### Exercise brief
Rewrite the lines starting at the one that has "[tag] hazy distant city: a pin per instance" and running to the end, with "distant mountain" replaced by "far-off mountain" and nothing else changed. Leave the pictures out.

### Exercise material
BEGIN
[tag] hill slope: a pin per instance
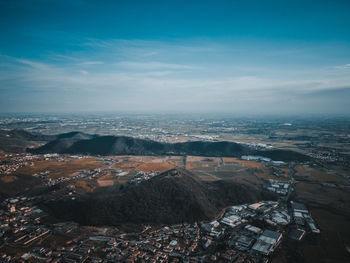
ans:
(121, 145)
(172, 197)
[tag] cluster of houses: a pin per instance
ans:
(234, 237)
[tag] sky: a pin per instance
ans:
(242, 57)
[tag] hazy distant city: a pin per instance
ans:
(174, 131)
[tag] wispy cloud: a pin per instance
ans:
(172, 77)
(346, 66)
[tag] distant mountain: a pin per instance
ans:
(174, 196)
(63, 142)
(19, 140)
(121, 145)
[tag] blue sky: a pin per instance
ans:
(273, 57)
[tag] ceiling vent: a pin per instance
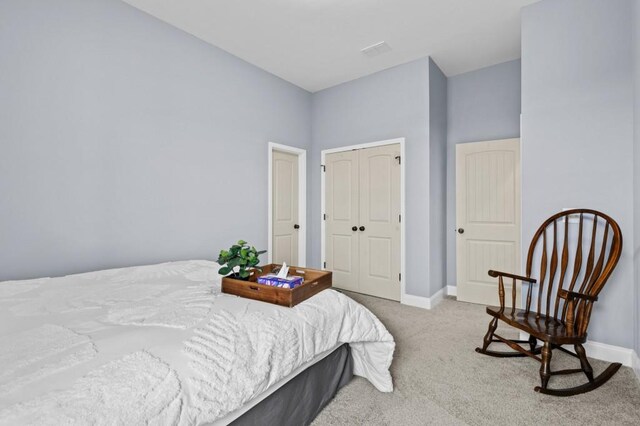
END
### Solution to the problem
[tag] hazy distant city: a pin per instance
ans:
(174, 131)
[tag] wispy cloud: a pin per instance
ans:
(172, 77)
(346, 66)
[tag] far-off mountain: a pin per instance
ans:
(174, 196)
(63, 142)
(19, 140)
(121, 145)
[tag] blue sky: a pin per instance
ans:
(273, 57)
[tag] ceiling vent: a pin per instance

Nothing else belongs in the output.